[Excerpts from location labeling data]
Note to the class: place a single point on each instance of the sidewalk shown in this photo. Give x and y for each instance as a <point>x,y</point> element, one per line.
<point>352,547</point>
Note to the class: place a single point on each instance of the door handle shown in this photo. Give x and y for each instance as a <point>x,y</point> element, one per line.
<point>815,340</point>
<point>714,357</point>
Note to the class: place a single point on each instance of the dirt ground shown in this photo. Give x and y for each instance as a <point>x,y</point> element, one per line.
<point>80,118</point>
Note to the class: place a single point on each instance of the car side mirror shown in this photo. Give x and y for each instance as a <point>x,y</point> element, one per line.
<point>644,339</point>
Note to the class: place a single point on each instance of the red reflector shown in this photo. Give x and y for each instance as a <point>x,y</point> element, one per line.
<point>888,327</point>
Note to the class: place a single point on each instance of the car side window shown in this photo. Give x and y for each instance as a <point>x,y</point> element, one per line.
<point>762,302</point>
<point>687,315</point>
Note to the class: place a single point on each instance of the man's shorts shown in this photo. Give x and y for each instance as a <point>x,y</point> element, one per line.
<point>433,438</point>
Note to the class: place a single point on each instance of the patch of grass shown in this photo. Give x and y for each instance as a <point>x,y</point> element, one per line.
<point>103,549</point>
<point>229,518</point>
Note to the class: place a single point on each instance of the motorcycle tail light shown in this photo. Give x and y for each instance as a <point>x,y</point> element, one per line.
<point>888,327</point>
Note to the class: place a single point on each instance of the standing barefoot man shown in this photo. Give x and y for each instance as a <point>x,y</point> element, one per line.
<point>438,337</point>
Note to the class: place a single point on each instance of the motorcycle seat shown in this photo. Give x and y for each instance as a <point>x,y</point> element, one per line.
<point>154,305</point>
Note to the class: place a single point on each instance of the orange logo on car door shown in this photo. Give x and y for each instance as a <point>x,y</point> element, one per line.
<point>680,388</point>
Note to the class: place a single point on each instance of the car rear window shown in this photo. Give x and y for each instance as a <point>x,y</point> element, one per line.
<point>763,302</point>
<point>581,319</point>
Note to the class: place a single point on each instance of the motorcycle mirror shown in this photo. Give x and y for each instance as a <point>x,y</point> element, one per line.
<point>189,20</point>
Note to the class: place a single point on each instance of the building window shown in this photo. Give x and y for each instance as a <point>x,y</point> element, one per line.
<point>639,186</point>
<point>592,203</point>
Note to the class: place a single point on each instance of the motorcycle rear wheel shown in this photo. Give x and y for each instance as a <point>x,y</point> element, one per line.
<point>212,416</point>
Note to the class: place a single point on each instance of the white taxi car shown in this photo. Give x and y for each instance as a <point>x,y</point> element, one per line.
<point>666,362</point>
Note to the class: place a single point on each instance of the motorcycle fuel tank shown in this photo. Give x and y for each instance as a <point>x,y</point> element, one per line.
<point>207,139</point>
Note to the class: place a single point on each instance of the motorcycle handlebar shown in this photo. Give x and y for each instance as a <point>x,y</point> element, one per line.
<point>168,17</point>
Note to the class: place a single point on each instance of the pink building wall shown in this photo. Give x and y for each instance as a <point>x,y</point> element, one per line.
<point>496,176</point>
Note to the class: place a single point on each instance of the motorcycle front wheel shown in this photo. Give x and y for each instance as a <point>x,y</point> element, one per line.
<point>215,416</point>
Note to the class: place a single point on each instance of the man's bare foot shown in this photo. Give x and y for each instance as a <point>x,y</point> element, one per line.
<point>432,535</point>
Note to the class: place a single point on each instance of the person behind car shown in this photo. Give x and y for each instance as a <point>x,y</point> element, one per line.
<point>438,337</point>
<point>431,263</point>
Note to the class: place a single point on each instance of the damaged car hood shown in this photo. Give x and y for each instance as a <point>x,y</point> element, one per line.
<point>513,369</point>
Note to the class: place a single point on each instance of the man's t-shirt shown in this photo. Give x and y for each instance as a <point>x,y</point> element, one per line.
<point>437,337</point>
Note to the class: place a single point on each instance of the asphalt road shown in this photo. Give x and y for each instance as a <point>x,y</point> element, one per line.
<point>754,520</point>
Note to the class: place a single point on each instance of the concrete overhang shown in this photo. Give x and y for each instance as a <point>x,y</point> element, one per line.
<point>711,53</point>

Your task:
Please return every one of the records above word for word, with nothing changed.

Output of the exercise:
Note to the class: place a single point on each instance of the sidewalk shown in this photo. Give x and y for each instance as a <point>x,y</point> element, one per line.
<point>352,547</point>
Note to the class: place a single point on each instance of the door handle shown in this photo. Give x and y for each instance as a <point>x,y</point> element, one per line.
<point>815,340</point>
<point>714,357</point>
Note to the class: place a single point on each instance of the dirt ground shown in this photo. Give x and y for each instance as a <point>x,y</point> element, one per line.
<point>80,118</point>
Note to the class: place a single point on each instance of the car side mirror shown in this photo. Give x and y for each instance as a <point>x,y</point> element, one per line.
<point>644,339</point>
Note to the class: place a single point on each instance of the red reflector shown in this photo. Give x and y for each instance as a <point>x,y</point> element, one per line.
<point>888,327</point>
Note to the class: place a single point on each instance of the car side window shown in this photo. Give x and y for each instance as a <point>x,y</point> element, one per line.
<point>762,302</point>
<point>687,315</point>
Note to the class: place a single point on each instance of the man's shorts shown in this photo. Give x and y for each instance as a <point>x,y</point> element, one per line.
<point>433,438</point>
Note to the class: place a single point on each instance of the patch of grass shown in this photo. Give x and y for each instance as a <point>x,y</point> element, one per line.
<point>103,549</point>
<point>229,518</point>
Note to the class: place a single point on each instance of the motorcycle tail light shown in this photo. Give x and y for each instance as a <point>x,y</point> element, one per line.
<point>888,327</point>
Note to the class: place a single point on each instance of the standing barefoot man shown in this photo. Give x and y for each instance as a <point>x,y</point> element, one per line.
<point>438,337</point>
Note to the class: place a single point on each instance of the motorcycle seat shown in this photo. Give x and y for each instance as a <point>x,y</point> element, one per line.
<point>154,305</point>
Note to the class: place a single point on each instance of the orange logo on car door shown in this photo. Give x and y for each instance as a <point>x,y</point> element, one per line.
<point>680,388</point>
Note to the class: place a single point on each instance of the car rear window shown in this photo. Give x and y for each instance as a <point>x,y</point> element, one per line.
<point>763,302</point>
<point>581,319</point>
Note to the class: place a single point on each instance of the motorcycle mirror shown in this photo. Give x and y for each instance as a <point>x,y</point> element, one per line.
<point>189,20</point>
Note to the class: place a single point on each instance of the building window shown in this photo. Give x and y for each instance as a <point>x,y</point> element, one per line.
<point>639,186</point>
<point>592,203</point>
Note to the class: place a single point on each instance of the motorcycle rear wheel shown in this photo. Give x and y for each instance as a <point>x,y</point> element, one per line.
<point>212,416</point>
Note to the class: place a single point on each instance of the white taxi car shown in this photo. Give x and y for each instance as a <point>x,y</point> element, one per line.
<point>666,362</point>
Note to the class: place a single point on each instance of the motorcycle fuel tank shown in this photo. Give x and y for each instance as a <point>x,y</point> element, one per line.
<point>207,139</point>
Note to the class: place a single point on each instance of the motorcycle handlebar shown in this photo. Give x and y for each instance as a <point>x,y</point> element, one per line.
<point>168,17</point>
Note to the class: place a single point on each instance of the pink building wall shown in this photo. Give x and y for each instance as a <point>x,y</point> element, one per line.
<point>496,176</point>
Note to the class: place a single point on each instance of the motorcycle front wheel shown in this photo. Give x and y for each instance as a <point>x,y</point> element, one per line.
<point>215,416</point>
Note to the class: place a single point on each instance of the man's bare foot shown in this photo. Give x and y for each instance as a <point>x,y</point> element, one per line.
<point>432,535</point>
Note to the class: place a single point on each instance of the person behind car shown in this photo. Give x and y for each instance as a <point>x,y</point> element, one per line.
<point>438,337</point>
<point>431,263</point>
Note to the class: place a single point on each instance of the damaged car hood shown in this photo. Give x and y for each instance as a <point>x,y</point> element, one per line.
<point>513,369</point>
Note to the class: place a single point on each instance of the man's t-shirt shown in this photo. Give x and y for each instance as a <point>x,y</point> element, one per line.
<point>437,337</point>
Note to the class: place a single point on each instance of the asphalt road shown in this photo. Give x and y for each instance as a <point>x,y</point> element, one per line.
<point>754,520</point>
Note to the class: place a single point on each instance of the concrete overhang shown in this photo. Give x and y for each instance as a <point>x,y</point> element, one per line.
<point>711,53</point>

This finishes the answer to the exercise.